__設問__
LuupのCEOへのインタビュー記事のうち、「岡井 大輝 Okai Daiki」から始まり「協議を重ねているところです。」で終わる部分を、両端の語句も含めてそのまま書き写してください。

═════ ページ抜粋

100年先の視点で、事業に覚悟を持つ。そんなENEOSなら、志を重ねることができる。

2020.10.27

インタビュー者紹介

株式会社Luup
代表取締役社長兼CEO

岡井 大輝 Okai Daiki

事業の概要

何を目指すのか

新しい交通インフラを作り、街の未来を救う

Luupは電動小型モビリティの会社です。事業の柱は二つ、ひとつは電動キックボードおよび高齢者向け電動小型モビリティの製造と普及に向けた活動です。これは日本にとってはまったく新しい移動手段となるので、安全性や効率性を検証しつつ、関係省庁と協議を重ねているところです。

そしてもうひとつの柱が、皆さんが慣れ親しんだ電動アシスト自転車の次世代型を開発し、街中にポート(駐輪場)を設けて提供するビジネスモデルです。ポートを既存のシェアサイクルの10倍から20倍の高密度で設置するところが大きな違いで、東京の渋谷区をはじめ6つの区で展開しています。

══════════
═════ 抽出データ

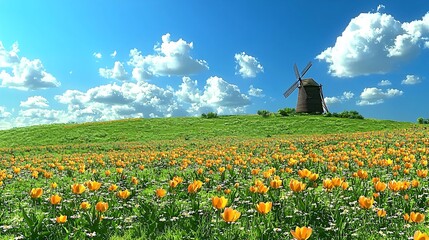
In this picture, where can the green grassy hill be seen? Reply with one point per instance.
(192, 128)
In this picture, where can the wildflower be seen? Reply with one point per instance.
(417, 217)
(420, 236)
(264, 208)
(93, 185)
(61, 219)
(85, 205)
(36, 193)
(230, 215)
(78, 188)
(55, 199)
(195, 186)
(160, 193)
(101, 206)
(365, 203)
(302, 233)
(219, 202)
(124, 194)
(296, 185)
(276, 183)
(113, 187)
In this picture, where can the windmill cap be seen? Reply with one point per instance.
(309, 82)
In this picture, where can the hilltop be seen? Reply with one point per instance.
(188, 128)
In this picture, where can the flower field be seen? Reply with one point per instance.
(341, 186)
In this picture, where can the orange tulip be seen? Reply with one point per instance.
(195, 186)
(55, 199)
(160, 192)
(61, 219)
(101, 206)
(417, 217)
(78, 188)
(93, 185)
(264, 208)
(365, 203)
(296, 185)
(302, 233)
(85, 205)
(420, 236)
(219, 202)
(230, 215)
(36, 193)
(124, 194)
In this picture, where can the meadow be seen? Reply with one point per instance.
(236, 177)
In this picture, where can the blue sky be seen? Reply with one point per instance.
(78, 61)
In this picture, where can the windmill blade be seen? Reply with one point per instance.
(304, 71)
(295, 68)
(291, 89)
(323, 100)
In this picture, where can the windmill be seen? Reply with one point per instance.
(310, 94)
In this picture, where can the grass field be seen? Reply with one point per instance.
(233, 177)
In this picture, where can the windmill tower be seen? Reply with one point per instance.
(310, 94)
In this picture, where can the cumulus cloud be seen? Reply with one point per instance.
(22, 73)
(247, 66)
(373, 96)
(117, 72)
(375, 43)
(97, 55)
(411, 80)
(35, 102)
(171, 58)
(339, 99)
(255, 92)
(384, 83)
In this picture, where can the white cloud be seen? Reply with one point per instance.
(247, 66)
(411, 80)
(4, 113)
(117, 72)
(171, 58)
(373, 96)
(384, 83)
(35, 102)
(22, 73)
(255, 92)
(375, 43)
(339, 99)
(97, 55)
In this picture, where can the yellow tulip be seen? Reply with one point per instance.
(301, 233)
(36, 193)
(55, 199)
(78, 188)
(219, 202)
(264, 207)
(230, 215)
(101, 206)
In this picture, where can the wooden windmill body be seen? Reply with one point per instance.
(310, 94)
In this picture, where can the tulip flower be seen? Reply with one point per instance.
(78, 188)
(264, 208)
(301, 233)
(365, 203)
(61, 219)
(101, 206)
(219, 202)
(36, 193)
(160, 193)
(124, 194)
(230, 215)
(55, 199)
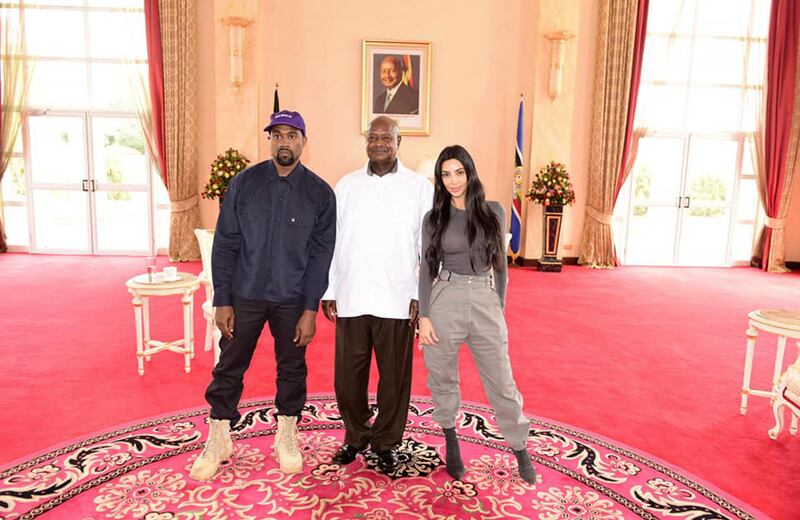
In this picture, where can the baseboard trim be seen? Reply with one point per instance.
(534, 262)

══════════

__回答__
岡井 大輝 Okai Daiki

事業の概要

何を目指すのか

新しい交通インフラを作り、街の未来を救う

Luupは電動小型モビリティの会社です。事業の柱は二つ、ひとつは電動キックボードおよび高齢者向け電動小型モビリティの製造と普及に向けた活動です。これは日本にとってはまったく新しい移動手段となるので、安全性や効率性を検証しつつ、関係省庁と協議を重ねているところです。